Anita Hendrie ( – April 15, 1940) was an American actress. She appeared in 67 silent motion pictures between 1908 and 1912, in addition to working in stock theater and vaudeville.

She was born in Philadelphia, Pennsylvania, the daughter of William Scott Hendrie and M. Louise Morton. Her father was a surgeon. Her grandfathers were John Martin, a signer of the Declaration of Independence, and painter Benjamin West.

In about 1902, she and actor/director David Miles were married, which they remained until his death.

Hendrie acted with the stock company at Forepaugh's theater in Cincinnati before moving to Salt Lake City in 1907 to perform there. In 1899, she performed in vaudeville.

Hendrie died at her home in Brooklyn at age 72 on April 15, 1940. She is interred at Milford, Connecticut.

Data extracts:
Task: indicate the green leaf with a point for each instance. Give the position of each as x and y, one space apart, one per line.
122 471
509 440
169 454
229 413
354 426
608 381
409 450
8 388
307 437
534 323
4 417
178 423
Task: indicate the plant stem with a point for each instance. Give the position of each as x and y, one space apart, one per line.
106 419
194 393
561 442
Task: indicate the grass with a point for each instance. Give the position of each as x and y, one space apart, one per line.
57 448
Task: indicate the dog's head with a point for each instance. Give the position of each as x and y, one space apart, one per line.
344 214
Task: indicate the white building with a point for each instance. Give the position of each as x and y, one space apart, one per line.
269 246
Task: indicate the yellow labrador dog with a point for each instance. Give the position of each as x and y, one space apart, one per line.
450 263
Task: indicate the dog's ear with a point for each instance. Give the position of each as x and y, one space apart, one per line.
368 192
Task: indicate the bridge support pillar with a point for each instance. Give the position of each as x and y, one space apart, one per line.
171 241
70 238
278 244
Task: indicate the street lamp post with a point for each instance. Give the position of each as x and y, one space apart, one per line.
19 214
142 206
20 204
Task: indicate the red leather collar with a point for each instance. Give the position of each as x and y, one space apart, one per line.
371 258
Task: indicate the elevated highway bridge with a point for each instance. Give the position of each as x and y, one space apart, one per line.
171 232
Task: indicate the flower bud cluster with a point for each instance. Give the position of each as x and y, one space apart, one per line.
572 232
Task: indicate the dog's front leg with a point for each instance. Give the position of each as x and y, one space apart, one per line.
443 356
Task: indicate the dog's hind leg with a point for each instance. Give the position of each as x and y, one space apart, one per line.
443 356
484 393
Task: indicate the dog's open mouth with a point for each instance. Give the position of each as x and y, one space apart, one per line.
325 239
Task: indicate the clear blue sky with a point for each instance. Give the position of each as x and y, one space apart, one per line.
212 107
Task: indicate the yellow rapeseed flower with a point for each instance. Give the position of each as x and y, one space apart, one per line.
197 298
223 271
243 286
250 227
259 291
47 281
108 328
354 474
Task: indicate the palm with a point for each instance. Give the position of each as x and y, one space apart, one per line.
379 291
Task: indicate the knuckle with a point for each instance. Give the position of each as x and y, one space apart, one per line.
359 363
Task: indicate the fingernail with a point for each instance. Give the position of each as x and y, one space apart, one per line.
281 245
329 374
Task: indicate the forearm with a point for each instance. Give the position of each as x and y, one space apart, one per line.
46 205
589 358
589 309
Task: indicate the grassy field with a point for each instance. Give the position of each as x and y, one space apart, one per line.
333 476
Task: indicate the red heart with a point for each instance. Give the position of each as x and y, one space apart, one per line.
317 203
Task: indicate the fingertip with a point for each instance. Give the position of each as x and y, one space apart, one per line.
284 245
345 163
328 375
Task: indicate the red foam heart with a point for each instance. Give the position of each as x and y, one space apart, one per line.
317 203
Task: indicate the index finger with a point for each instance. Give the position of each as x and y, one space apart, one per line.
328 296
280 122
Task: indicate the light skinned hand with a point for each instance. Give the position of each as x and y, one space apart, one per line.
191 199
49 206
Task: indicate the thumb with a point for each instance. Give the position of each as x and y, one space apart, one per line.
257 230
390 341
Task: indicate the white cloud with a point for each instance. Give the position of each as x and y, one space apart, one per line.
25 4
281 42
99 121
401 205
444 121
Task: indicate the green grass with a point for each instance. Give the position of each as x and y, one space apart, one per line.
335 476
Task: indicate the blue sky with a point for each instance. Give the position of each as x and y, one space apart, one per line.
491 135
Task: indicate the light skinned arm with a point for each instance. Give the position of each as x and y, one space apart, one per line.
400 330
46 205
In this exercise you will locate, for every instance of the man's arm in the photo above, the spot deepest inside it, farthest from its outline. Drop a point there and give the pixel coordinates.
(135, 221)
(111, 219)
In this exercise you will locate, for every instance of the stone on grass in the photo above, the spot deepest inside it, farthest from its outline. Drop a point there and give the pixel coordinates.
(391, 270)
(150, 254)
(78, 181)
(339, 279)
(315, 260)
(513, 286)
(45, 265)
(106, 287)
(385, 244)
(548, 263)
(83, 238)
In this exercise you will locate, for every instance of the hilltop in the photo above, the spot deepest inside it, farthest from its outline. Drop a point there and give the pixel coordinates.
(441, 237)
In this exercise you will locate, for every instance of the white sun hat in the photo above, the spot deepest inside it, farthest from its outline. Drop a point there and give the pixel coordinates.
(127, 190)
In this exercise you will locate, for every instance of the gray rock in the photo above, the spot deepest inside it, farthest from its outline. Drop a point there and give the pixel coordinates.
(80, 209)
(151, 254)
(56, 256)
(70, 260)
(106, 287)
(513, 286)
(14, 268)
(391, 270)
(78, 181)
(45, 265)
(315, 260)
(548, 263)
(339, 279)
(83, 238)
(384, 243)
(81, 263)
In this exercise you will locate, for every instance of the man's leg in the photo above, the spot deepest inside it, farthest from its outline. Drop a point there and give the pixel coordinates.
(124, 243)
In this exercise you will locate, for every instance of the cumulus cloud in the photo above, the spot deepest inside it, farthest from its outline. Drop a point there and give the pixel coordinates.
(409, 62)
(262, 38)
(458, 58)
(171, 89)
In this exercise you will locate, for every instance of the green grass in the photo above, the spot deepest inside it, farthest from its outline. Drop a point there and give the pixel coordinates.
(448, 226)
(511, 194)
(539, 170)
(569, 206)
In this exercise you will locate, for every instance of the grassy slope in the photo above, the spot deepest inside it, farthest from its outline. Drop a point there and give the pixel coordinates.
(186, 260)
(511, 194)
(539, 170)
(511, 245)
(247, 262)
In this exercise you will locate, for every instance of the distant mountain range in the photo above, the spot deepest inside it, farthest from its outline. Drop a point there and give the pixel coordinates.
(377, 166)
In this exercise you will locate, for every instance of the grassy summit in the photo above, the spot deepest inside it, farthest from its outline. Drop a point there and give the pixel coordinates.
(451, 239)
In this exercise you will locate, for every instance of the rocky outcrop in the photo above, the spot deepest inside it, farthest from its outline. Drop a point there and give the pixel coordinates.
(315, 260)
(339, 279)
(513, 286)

Exercise:
Extend the Anita Hendrie biography with a short passage that follows on from its last sentence. The lines above are separate from the Anita Hendrie biography.

Result of the task:
Selected filmography

 The Helping Hand (1908) – Jessie Marshall
 The Maniac Cook (1909) – Margie the cook
 The Honor of Thieves (1909) – at dance
 Love Finds a Way (1909) – duchess
 A Sound Sleeper (1909) – an "ash" woman
 Those Boys! (1909) – the mother
 Edgar Allen Poe (1909) – the second publisher's wife
 A Wreath in Time (1909) – actress on stage/at stage door
 The Golden Louis (1909) – mother or old woman
 The Criminal Hypnotist (1909) – party guest
 The Road to the Heart (1909) – Miguel's wife
 Trying to Get Arrested (1909) – assaulted woman
 A Rude Hostess (1909) — gentleman burglar
 Schneider's Anti-Noise Crusade — violinist
 The Fascinating Mrs. Francis (1909) – young man's father
 Mr. Jones Has a Card Party (1909) –  a guest
 The Lonely Villa (1909) – the maid
 The Welcome Burglar (1909) – in office
 The Cord of Life (1909) – in tenement
 The Girls and Daddy (1909) – in the post office
 The Brahma Diamond (1909) – as a tourist
 Tragic Love (1909) – the landlady/the thieves' accomplice/in the factory
 His Wife's Mother (1909)
 The Roue's Heart (1909)
 I Did It (1909)
 The Deception (1909)
 And a Little Child Shall Lead Them (1909)
 Two Memories (1909)
 Lady Helen's Escapade (1909) (erroneously credited as Anita Henrie)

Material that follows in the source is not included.